Мораль: небесное и земное

Как соотносятся трансцендентное и имманентное? Подобного рода вопрос может рассматриваться в разных плоскостях и аспектах, в зависимости от контекстуальной определенности трансцендентного и имманентного. Для метафизики истории этот вопрос приобретает особую остроту в связи с тем, что ее собственная предметная область двойственна и противоречива: как метафизика, она направлена на постижение трансцендентного, но как метафизика истории, она должна установить то, каким образом первые начала и высшие причины задействованы в имманентной человеческому действию миру истории. Представление о неизменности трансцендентных начал бытия, выступающее исходным допущением христианской теологии, классической метафизики и классической же науки (в той мере, в какой последняя вообще говорит о бытии), доставляет немало проблем при попытке выяснить причину, в соответствии с которой сущее, соотнесенное с бытием как со своей основой, не покоится как последнее в некоей неизменности ставшего, а изменяется в становлении. Почему же сущее пре-бывает в становлении, а не «есть» как ставшее? По-видимому, существует какая-то причина того, что «быть» означает «быть в становлении», а то, что перестало становиться, у-с-покоилось, то и перестает «быть».

Целью статьи является разрешение проблемы соотношения трансцендентного (бытия) и имманентного (сущего) на примере вопроса об исторических трансформациях морали.

*-*-*

Указания:
1/ Изложите суть текста о морали в двух предложениях.
2/ Подсчитайте, сколько строк в записях содержат слово «line». В ответе укажите только число.
Текст и записи между собой никак не связаны.

Исходные данные:
*-*-*

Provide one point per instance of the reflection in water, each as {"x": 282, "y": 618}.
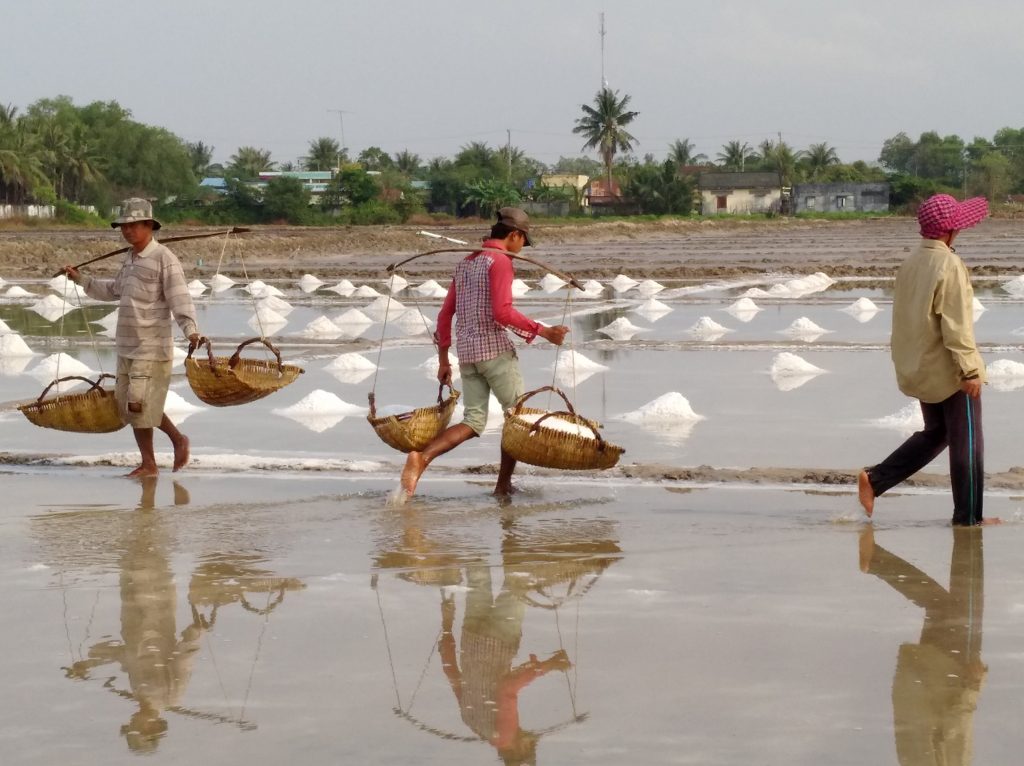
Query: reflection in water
{"x": 938, "y": 679}
{"x": 156, "y": 658}
{"x": 544, "y": 566}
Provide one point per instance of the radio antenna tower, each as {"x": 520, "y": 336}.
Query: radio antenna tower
{"x": 604, "y": 83}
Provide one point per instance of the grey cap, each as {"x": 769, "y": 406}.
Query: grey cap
{"x": 516, "y": 218}
{"x": 135, "y": 209}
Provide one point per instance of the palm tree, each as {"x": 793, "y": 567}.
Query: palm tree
{"x": 201, "y": 158}
{"x": 603, "y": 125}
{"x": 324, "y": 153}
{"x": 681, "y": 153}
{"x": 819, "y": 157}
{"x": 249, "y": 162}
{"x": 407, "y": 163}
{"x": 734, "y": 156}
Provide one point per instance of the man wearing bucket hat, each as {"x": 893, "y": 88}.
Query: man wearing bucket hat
{"x": 937, "y": 362}
{"x": 480, "y": 296}
{"x": 152, "y": 291}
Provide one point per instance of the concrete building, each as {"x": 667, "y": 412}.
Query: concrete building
{"x": 739, "y": 193}
{"x": 841, "y": 198}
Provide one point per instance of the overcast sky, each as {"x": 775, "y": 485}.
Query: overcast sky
{"x": 430, "y": 77}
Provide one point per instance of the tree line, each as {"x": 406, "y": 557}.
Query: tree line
{"x": 56, "y": 153}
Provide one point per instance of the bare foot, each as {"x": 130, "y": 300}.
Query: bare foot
{"x": 181, "y": 454}
{"x": 415, "y": 466}
{"x": 864, "y": 493}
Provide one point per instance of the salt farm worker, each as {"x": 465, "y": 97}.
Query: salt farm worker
{"x": 937, "y": 362}
{"x": 480, "y": 296}
{"x": 152, "y": 290}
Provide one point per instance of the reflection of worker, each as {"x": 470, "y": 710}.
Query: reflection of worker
{"x": 938, "y": 679}
{"x": 482, "y": 677}
{"x": 157, "y": 661}
{"x": 484, "y": 681}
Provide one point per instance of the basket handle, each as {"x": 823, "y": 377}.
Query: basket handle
{"x": 576, "y": 419}
{"x": 522, "y": 399}
{"x": 92, "y": 384}
{"x": 233, "y": 362}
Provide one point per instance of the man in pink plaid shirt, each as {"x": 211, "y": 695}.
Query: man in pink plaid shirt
{"x": 480, "y": 298}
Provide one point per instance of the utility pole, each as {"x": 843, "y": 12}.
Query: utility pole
{"x": 341, "y": 122}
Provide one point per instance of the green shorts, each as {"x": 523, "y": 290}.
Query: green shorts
{"x": 146, "y": 382}
{"x": 501, "y": 376}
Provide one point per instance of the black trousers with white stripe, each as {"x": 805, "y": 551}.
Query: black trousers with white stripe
{"x": 955, "y": 423}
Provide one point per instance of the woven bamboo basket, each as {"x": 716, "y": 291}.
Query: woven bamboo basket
{"x": 550, "y": 448}
{"x": 414, "y": 430}
{"x": 94, "y": 411}
{"x": 225, "y": 382}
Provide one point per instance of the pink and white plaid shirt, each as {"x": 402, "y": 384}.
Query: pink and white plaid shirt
{"x": 480, "y": 299}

*-*-*

Результаты по заданиям:
1/ Для метафизики истории вопрос о соотношении трансцендентного и имманентного особенно остр: она направлена на постижение трансцендентного, но должна установить, как первые начала задействованы в имманентном мире истории. Представление о неизменности трансцендентных начал бытия мешает объяснить, почему сущее изменяется в становлении, и статья ставит целью разрешить проблему соотношения бытия и сущего на примере исторических трансформаций морали.

2/ 2